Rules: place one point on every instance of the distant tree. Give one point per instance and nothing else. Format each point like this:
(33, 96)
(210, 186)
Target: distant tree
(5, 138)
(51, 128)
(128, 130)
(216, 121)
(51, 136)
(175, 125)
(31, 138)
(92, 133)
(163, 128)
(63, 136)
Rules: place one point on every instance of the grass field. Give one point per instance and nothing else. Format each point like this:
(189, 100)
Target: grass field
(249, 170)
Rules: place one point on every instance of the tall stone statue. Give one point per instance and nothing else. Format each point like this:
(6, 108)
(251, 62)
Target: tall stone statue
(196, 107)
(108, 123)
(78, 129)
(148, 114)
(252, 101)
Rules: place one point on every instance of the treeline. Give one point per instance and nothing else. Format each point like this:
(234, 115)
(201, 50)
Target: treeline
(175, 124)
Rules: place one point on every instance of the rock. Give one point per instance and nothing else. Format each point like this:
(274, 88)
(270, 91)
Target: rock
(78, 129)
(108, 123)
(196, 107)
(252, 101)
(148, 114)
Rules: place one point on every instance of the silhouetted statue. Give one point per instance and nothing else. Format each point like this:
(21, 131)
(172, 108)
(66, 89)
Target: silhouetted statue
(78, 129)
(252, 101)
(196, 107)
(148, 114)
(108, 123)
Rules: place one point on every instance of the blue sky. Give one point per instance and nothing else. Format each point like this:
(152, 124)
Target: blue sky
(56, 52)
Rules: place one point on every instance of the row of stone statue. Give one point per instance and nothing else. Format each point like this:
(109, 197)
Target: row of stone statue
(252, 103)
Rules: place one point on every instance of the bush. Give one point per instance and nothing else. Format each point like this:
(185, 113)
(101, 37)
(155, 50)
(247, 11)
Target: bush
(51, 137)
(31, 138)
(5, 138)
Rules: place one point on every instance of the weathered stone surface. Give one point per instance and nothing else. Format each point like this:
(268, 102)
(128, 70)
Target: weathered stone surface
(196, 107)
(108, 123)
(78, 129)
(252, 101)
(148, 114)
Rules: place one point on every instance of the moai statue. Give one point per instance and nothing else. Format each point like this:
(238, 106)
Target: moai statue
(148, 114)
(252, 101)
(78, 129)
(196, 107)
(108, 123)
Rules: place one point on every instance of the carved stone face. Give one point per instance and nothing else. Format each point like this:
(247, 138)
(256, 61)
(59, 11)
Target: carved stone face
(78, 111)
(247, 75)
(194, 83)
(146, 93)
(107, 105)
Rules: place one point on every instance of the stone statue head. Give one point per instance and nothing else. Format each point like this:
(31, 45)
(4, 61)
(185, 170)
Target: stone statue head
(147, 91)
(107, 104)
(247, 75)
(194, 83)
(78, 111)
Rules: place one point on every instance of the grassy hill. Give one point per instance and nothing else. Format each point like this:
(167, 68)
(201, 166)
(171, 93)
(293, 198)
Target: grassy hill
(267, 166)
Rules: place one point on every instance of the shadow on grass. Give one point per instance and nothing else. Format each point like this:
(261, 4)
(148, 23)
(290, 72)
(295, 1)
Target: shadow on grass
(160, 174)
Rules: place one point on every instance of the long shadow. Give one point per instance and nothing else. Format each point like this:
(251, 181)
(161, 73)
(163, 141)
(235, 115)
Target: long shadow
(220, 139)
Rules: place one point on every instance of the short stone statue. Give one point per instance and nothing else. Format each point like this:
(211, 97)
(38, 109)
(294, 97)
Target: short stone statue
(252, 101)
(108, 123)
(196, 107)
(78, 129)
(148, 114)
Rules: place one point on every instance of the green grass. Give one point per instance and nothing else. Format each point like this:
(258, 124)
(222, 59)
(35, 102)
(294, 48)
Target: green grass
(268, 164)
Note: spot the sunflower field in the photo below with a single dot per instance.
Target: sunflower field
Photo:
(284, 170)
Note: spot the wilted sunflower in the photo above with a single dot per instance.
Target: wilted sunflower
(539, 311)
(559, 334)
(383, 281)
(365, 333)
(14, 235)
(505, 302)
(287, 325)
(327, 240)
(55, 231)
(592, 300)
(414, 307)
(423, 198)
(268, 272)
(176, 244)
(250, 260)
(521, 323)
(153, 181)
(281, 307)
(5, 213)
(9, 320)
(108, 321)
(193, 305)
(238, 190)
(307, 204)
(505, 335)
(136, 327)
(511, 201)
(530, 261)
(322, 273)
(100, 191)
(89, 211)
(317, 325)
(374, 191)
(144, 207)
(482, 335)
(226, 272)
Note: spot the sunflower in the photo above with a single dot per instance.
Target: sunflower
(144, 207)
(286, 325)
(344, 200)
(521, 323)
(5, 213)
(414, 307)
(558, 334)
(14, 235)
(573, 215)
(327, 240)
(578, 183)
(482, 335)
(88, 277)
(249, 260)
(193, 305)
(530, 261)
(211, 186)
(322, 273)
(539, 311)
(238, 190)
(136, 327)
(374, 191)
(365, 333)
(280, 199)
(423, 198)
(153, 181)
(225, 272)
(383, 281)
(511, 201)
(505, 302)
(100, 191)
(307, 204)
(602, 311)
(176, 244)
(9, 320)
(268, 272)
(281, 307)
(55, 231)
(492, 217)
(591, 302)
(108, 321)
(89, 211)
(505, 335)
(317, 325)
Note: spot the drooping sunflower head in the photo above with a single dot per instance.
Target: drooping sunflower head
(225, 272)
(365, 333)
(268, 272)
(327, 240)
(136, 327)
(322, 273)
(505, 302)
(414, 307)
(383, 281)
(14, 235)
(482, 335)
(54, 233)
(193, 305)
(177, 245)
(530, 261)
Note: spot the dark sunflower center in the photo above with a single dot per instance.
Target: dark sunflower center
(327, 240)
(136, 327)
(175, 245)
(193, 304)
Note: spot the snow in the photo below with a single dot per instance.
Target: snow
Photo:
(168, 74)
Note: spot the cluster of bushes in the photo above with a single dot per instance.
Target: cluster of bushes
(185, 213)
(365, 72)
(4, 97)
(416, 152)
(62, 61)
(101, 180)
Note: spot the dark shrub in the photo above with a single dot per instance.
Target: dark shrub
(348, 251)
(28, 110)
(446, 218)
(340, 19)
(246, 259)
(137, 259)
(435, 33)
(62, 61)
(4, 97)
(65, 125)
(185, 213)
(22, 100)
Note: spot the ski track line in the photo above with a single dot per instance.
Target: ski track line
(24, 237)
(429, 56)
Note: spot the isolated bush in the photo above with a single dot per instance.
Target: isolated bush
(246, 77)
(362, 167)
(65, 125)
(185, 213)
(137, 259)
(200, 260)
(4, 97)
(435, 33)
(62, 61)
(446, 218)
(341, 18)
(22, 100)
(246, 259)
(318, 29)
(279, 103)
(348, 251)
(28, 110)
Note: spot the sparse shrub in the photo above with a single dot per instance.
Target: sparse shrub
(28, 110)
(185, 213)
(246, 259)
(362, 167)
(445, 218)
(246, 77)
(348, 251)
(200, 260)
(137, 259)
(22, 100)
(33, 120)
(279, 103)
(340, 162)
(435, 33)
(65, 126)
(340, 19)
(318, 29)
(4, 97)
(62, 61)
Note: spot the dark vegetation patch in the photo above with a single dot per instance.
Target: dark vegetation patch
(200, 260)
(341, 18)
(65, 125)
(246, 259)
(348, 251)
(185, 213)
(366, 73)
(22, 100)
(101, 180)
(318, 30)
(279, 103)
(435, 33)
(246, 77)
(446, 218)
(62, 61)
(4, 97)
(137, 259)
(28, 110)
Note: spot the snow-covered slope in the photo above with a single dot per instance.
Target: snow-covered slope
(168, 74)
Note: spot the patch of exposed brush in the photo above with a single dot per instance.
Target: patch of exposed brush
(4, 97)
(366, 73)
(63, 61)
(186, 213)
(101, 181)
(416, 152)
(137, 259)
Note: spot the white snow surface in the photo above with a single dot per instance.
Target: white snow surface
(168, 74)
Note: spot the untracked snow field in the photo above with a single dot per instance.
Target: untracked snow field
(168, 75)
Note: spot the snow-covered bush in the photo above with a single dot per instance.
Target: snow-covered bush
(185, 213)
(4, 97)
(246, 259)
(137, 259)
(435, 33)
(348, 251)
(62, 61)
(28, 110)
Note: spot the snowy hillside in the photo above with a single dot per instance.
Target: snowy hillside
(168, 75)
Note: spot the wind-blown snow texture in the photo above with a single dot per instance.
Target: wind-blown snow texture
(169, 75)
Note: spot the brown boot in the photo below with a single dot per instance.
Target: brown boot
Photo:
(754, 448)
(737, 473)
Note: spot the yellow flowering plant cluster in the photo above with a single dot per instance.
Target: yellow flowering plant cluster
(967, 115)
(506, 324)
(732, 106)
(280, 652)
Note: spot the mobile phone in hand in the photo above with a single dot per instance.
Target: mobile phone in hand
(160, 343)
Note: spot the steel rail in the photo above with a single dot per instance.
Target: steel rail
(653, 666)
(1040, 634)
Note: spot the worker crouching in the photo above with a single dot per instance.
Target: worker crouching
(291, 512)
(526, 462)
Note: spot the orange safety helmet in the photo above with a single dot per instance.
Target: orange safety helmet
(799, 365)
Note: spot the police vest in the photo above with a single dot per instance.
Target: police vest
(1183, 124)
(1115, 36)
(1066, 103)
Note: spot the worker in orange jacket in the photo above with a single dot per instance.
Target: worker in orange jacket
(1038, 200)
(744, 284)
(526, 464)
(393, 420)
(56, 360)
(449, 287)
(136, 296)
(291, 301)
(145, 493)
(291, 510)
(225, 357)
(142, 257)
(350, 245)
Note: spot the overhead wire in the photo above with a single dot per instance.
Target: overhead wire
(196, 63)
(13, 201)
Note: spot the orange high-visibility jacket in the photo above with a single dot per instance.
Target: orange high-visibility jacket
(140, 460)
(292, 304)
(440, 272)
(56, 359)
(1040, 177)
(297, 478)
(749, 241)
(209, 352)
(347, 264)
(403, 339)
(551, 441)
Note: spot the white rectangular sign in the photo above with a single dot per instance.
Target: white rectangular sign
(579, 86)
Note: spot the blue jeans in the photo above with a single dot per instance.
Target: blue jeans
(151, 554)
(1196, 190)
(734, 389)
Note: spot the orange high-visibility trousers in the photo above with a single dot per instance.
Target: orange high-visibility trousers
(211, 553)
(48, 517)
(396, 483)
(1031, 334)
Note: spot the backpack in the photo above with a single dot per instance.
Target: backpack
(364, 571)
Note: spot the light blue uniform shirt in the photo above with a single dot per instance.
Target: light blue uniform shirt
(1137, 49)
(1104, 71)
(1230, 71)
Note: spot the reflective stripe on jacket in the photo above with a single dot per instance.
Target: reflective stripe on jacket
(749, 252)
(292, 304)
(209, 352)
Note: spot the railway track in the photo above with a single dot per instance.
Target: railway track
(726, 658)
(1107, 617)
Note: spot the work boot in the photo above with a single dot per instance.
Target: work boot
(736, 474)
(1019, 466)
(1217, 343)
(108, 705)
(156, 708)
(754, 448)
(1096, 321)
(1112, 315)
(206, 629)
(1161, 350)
━━━━━━━━━━
WRITTEN INSTRUCTION. Please reproduce the data word for word, starting with the line that contains "Note: spot the reflective" and going on through the last line of the data.

ANSWER FOR THIS EXERCISE.
Note: spot the reflective stripe on jacket in the photo above with a single dot per instance.
Target: reflective stripe on jacket
(749, 252)
(292, 304)
(209, 352)
Note: spot the railway track in the photo above with a single dot per instance.
Target: railway track
(726, 658)
(1107, 617)
Note: spot the work boot in the photo above with a single dot per instance.
Target: work boot
(736, 474)
(1019, 466)
(1217, 343)
(108, 705)
(156, 708)
(754, 448)
(1096, 321)
(1112, 315)
(206, 629)
(1161, 350)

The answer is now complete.